### TASK BRIEF:
Find the line containing "Point to the black helmet". Retype it and every line after it through the end of the entries, exactly as written, with nothing added.

### STORED DATA:
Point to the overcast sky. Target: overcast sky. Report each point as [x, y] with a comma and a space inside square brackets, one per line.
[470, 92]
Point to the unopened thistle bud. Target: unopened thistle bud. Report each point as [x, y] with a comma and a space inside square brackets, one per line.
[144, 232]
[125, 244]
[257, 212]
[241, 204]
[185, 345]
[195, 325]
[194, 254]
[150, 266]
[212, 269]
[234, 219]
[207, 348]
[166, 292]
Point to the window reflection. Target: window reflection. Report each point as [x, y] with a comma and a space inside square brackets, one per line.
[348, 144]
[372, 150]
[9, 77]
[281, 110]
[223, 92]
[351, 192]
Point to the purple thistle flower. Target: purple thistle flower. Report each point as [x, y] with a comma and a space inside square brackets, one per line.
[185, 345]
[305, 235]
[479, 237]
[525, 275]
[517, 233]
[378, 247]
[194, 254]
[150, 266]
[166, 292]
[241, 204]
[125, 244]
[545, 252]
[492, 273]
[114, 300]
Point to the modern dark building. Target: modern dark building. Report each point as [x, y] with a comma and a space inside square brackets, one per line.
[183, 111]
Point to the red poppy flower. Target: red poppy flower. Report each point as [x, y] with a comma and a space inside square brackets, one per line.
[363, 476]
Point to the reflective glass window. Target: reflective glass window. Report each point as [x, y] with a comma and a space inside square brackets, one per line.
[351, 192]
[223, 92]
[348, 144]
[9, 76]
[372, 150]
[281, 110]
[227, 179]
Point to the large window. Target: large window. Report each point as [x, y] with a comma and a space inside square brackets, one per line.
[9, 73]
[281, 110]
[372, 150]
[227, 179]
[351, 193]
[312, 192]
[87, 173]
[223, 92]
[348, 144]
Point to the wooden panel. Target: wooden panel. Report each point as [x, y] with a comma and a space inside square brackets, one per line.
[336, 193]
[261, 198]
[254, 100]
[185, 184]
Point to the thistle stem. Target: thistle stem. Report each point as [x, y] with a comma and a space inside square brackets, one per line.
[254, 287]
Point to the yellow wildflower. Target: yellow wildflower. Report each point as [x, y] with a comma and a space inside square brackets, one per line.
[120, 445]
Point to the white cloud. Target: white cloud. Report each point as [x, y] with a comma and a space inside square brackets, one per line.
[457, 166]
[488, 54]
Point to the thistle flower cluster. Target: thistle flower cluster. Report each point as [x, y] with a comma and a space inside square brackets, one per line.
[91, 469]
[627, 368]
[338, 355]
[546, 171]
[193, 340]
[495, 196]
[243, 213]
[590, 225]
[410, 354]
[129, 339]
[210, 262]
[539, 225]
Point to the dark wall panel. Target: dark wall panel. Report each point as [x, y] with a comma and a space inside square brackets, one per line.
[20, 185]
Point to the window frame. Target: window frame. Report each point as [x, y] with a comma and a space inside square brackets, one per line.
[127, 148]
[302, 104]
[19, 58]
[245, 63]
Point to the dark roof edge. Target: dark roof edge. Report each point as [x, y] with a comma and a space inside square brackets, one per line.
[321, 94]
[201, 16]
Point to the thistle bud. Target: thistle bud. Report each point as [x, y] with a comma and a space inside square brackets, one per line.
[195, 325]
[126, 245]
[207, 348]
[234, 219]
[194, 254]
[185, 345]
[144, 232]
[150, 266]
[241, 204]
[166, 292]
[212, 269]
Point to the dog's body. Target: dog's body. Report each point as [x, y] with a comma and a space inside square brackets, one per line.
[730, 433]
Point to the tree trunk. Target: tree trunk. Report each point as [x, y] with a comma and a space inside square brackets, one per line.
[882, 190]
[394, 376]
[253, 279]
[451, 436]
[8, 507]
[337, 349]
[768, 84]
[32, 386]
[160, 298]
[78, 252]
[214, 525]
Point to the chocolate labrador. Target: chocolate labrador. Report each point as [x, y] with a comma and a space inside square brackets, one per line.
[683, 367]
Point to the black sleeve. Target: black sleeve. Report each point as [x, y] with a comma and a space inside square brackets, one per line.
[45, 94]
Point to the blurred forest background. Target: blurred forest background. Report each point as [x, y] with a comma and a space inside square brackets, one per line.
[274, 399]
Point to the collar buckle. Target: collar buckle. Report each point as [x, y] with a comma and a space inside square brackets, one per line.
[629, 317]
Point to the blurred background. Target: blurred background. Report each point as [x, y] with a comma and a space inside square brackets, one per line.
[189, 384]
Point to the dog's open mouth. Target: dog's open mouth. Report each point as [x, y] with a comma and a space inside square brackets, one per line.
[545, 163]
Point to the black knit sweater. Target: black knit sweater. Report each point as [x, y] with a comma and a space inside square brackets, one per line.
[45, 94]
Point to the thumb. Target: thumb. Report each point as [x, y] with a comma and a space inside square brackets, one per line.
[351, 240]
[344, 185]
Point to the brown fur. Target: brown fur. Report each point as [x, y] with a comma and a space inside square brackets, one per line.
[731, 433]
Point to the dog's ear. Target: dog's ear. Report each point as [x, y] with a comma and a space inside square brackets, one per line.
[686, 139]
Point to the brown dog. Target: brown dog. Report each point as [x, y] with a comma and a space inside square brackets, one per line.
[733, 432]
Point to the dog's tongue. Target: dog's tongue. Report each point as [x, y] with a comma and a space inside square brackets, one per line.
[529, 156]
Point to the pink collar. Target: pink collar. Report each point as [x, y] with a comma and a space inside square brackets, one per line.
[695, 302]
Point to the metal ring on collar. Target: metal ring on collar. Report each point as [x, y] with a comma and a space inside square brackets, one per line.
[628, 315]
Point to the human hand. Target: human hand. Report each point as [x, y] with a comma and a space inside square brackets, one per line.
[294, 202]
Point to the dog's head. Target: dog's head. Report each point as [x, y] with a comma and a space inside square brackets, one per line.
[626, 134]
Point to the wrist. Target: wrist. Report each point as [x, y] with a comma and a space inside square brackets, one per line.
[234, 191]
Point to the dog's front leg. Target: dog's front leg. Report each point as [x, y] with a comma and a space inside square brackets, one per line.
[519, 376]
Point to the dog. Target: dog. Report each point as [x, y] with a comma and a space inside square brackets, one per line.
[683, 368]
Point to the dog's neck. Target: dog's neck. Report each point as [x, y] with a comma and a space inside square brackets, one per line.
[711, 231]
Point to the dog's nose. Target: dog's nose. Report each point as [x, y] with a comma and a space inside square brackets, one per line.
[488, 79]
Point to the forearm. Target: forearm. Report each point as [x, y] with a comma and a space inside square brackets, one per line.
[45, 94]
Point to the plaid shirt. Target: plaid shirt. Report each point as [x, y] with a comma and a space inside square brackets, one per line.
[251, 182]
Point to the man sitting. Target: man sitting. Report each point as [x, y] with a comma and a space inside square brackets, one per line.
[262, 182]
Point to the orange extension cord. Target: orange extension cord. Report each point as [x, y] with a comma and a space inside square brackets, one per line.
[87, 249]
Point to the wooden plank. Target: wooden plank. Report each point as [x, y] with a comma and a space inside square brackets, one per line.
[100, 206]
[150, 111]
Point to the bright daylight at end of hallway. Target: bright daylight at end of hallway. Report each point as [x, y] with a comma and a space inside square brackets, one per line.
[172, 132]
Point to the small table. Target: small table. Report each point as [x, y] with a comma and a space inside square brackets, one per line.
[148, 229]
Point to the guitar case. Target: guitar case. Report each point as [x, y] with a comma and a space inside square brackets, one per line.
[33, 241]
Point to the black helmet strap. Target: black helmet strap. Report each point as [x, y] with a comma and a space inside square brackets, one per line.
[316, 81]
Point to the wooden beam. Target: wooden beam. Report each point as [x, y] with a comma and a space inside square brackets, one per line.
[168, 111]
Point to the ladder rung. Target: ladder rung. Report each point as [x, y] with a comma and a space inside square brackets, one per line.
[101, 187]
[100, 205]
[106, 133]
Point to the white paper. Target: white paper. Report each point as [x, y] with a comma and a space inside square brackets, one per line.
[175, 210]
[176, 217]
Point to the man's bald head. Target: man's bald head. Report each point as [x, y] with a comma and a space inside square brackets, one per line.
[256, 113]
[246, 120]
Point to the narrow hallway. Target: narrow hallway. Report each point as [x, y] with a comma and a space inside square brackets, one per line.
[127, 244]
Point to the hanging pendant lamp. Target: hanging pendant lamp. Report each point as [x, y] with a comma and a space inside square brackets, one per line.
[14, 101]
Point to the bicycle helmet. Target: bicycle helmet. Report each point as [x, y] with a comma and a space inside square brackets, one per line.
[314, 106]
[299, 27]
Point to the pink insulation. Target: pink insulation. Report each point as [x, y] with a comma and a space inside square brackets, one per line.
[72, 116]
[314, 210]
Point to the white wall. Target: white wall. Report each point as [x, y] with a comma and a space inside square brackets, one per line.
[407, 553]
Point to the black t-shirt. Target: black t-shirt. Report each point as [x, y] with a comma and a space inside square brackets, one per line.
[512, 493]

### RESPONSE TO THE EXERCISE:
Point to the black helmet strap. Target: black helmet strap. Report each point as [x, y] with a comma and a space inside square brackets, one per line.
[316, 81]
Point to the wooden beam. Target: wooden beam. Report each point as [x, y] with a comma and a space inside square brackets, one per line.
[168, 111]
Point to the ladder rung. Target: ladder rung. Report each point as [x, y] with a comma and a space inside square brackets, one per line.
[101, 187]
[100, 205]
[106, 133]
Point to the white paper. Target: white paper. Report each point as [x, y] with a comma and a space inside square brackets, one per line.
[175, 210]
[176, 217]
Point to the man's bald head. Target: man's bald head. Report each point as [x, y] with a comma and a space inside square brackets, one per line.
[256, 113]
[246, 120]
Point to the narrow hallway. Target: narrow hallway. Report each point as [x, y] with a comma and a space inside square brackets, one per line.
[127, 244]
Point to the hanging pendant lamp. Target: hanging pendant lamp. Report each point as [x, y] with a comma and a space inside square brackets, one per line.
[14, 101]
Point to the bicycle helmet. Target: bicycle helmet. Report each point as [x, y] with a comma and a space inside square brackets, one per line.
[314, 106]
[299, 27]
Point to the pink insulation. Target: pink insulation. Report each point as [x, y] with a comma and a space inside square brackets, one per line.
[72, 116]
[314, 210]
Point to the white wall. Target: white wall. Report each point as [x, y] with a comma and a space inside square brackets, one per line.
[407, 553]
Point to the black t-shirt. Target: black t-shirt. Report each point as [x, y] with a comma and a space inside square brackets, one per line.
[512, 493]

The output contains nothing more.